• TRY IT:
An exact copy of all the data is required.
** Opening SOURCE INFORMATION block **
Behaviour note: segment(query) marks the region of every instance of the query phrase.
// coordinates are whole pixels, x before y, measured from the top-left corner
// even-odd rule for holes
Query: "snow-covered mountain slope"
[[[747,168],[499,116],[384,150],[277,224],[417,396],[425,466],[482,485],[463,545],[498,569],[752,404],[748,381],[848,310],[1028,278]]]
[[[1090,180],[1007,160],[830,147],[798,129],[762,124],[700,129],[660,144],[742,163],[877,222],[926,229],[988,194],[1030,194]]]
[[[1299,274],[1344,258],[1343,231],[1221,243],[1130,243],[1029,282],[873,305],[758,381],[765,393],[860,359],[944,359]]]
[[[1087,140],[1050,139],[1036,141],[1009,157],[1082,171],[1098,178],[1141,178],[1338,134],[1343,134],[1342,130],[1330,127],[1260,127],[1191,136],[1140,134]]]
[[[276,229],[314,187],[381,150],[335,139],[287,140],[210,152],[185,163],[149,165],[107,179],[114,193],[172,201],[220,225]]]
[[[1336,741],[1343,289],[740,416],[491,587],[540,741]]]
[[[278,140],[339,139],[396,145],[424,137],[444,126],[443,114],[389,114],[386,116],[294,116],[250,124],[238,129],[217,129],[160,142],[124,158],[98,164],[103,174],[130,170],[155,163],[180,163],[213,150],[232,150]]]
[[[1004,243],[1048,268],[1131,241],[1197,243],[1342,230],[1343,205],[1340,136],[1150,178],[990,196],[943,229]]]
** Closing SOURCE INFORMATION block **
• RESULT OF THIS TASK:
Behaviour note: segment(query) marks the region of every instance of the query phrase.
// coordinates are whole pixels, x before y, measured from the top-left corner
// even-odd rule for holes
Query: "snow-covered mountain slope"
[[[747,168],[499,116],[384,150],[277,224],[417,396],[425,466],[482,485],[463,545],[498,569],[752,404],[748,381],[848,310],[1028,278]]]
[[[1090,180],[1007,160],[830,147],[798,129],[762,124],[700,129],[660,144],[742,163],[877,222],[926,229],[988,194],[1030,194]]]
[[[1299,274],[1344,258],[1343,231],[1221,243],[1130,243],[1029,282],[873,305],[758,381],[765,393],[860,359],[944,359]]]
[[[1087,140],[1050,139],[1036,141],[1009,157],[1082,171],[1098,178],[1141,178],[1338,134],[1343,134],[1342,130],[1330,127],[1260,127],[1191,136],[1140,134]]]
[[[276,229],[314,187],[381,150],[335,139],[287,140],[210,152],[185,163],[149,165],[107,179],[114,193],[172,201],[220,225]]]
[[[1336,741],[1343,289],[740,416],[491,587],[540,741]]]
[[[278,140],[339,139],[396,145],[424,137],[444,126],[443,114],[389,114],[386,116],[294,116],[250,124],[238,129],[217,129],[160,142],[124,158],[98,164],[103,174],[130,170],[155,163],[180,163],[213,150],[232,150]]]
[[[1004,243],[1048,268],[1131,241],[1197,243],[1342,230],[1343,205],[1340,136],[1150,178],[990,196],[943,229]]]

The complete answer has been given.